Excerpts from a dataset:
=== Section Start ===
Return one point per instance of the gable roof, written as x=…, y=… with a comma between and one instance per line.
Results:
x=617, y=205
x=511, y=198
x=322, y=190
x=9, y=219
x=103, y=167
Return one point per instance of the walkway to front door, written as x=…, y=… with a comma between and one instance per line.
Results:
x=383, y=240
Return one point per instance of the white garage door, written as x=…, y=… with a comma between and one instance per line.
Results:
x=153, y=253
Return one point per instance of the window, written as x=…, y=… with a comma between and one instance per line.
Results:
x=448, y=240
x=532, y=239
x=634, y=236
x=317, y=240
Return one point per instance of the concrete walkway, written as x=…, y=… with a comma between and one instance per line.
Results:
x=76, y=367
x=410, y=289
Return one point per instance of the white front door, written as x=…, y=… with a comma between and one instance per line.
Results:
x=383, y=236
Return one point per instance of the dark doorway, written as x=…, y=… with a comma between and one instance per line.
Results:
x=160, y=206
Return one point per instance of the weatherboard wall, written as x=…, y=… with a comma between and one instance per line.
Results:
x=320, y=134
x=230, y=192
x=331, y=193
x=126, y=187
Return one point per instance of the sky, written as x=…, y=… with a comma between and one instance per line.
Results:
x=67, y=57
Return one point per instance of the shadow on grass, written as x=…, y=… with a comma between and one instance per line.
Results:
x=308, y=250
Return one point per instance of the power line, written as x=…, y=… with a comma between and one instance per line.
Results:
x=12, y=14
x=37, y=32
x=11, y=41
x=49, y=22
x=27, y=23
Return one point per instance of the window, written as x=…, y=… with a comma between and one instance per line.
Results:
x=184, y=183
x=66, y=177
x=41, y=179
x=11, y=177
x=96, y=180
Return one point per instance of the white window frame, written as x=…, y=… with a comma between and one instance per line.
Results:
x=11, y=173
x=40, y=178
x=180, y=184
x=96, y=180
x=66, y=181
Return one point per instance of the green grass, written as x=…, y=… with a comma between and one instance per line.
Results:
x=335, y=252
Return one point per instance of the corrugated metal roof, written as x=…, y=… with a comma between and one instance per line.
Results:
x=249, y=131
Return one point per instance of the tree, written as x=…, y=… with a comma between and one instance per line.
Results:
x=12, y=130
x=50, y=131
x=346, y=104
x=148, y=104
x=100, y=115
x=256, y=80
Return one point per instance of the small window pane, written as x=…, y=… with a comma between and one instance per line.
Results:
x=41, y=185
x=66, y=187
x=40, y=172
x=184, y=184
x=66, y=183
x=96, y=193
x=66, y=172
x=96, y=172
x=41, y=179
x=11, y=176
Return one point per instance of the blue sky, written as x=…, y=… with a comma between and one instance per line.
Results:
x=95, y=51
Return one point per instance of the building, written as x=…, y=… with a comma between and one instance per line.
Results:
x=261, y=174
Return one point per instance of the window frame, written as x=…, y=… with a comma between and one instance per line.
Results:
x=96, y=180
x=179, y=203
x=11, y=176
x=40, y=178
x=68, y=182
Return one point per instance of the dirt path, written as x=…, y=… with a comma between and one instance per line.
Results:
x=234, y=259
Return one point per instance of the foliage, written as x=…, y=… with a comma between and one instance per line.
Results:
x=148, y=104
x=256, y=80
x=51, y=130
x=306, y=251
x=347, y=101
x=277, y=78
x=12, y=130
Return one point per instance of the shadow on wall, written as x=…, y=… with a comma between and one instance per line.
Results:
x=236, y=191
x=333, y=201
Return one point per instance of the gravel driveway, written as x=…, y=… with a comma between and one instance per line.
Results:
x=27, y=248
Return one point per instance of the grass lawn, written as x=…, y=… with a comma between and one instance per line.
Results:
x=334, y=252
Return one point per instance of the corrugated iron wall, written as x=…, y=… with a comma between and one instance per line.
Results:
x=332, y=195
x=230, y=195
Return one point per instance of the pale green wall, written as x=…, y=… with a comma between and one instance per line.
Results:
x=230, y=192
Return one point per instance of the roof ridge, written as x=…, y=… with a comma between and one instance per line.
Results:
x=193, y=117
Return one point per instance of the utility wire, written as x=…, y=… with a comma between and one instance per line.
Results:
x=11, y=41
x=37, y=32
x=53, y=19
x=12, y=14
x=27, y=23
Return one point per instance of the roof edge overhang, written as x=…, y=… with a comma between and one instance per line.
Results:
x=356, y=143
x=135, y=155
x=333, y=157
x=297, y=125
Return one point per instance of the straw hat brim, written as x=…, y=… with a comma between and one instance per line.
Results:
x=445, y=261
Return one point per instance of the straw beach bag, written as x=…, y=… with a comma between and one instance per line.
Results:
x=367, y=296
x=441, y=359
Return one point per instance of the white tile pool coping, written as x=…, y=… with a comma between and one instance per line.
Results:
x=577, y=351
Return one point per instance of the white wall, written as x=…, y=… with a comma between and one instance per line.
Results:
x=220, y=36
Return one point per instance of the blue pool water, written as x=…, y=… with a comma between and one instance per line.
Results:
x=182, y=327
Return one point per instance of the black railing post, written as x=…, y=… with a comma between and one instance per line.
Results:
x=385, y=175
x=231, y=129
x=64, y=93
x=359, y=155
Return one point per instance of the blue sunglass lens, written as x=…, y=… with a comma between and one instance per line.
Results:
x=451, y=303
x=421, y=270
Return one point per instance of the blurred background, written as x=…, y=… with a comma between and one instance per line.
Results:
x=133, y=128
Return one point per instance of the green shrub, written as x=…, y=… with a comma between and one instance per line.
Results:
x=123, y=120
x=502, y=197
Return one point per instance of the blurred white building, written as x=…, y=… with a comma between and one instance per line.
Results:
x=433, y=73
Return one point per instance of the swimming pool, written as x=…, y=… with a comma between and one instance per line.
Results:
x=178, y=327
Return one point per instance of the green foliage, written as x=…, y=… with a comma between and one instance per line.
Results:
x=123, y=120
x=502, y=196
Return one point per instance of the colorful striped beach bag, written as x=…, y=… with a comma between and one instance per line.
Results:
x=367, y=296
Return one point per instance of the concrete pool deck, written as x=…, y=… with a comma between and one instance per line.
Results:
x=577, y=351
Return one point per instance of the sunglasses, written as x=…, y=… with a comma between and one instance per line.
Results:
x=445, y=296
=== Section End ===
*The task:*
Quote the records above exactly, from the first line through the line containing "Return one point per instance of the green grass, written", and nothing more.

*Task answer:*
Return one point per instance of the gable roof, written as x=…, y=… with a comma between and one instance per line.
Results:
x=617, y=205
x=511, y=198
x=322, y=190
x=9, y=219
x=103, y=167
Return one point per instance of the walkway to front door, written as x=…, y=… with a comma between and one instance per line.
Results:
x=383, y=240
Return one point per instance of the white garage door, written as x=…, y=… with a comma between and one instance per line.
Results:
x=153, y=253
Return one point per instance of the window, written as x=…, y=… with a comma between and one instance per line.
Results:
x=448, y=240
x=532, y=239
x=634, y=236
x=317, y=240
Return one point per instance of the concrete walkway, written as x=…, y=… with a comma between and one instance per line.
Results:
x=76, y=367
x=410, y=289
Return one point per instance of the white front door, written as x=…, y=… with a comma between and one instance per line.
Results:
x=383, y=236
Return one point per instance of the dark doorway, written as x=…, y=… with a comma between and one instance per line.
Results:
x=160, y=206
Return one point per instance of the weatherboard wall, written as x=…, y=… with a comma between and one instance per line.
Results:
x=320, y=134
x=230, y=192
x=331, y=193
x=126, y=187
Return one point per instance of the sky, written as x=…, y=… with a comma between and one instance per line.
Results:
x=67, y=57
Return one point per instance of the shadow on grass, written as x=…, y=… with a comma between and one instance per line.
Results:
x=308, y=250
Return one point per instance of the power line, written as x=…, y=… with a comma between and one instance per line.
Results:
x=12, y=14
x=37, y=32
x=11, y=41
x=49, y=22
x=27, y=23
Return one point per instance of the window, written as x=…, y=… with a comma between and one instance per line.
Results:
x=184, y=183
x=66, y=177
x=41, y=179
x=11, y=177
x=96, y=180
Return one point per instance of the white window frame, written as x=…, y=… with a comma between and one instance per line.
Results:
x=11, y=173
x=40, y=178
x=180, y=184
x=96, y=180
x=66, y=181
Return one point per instance of the green grass, written as x=…, y=… with a comma between and one instance per line.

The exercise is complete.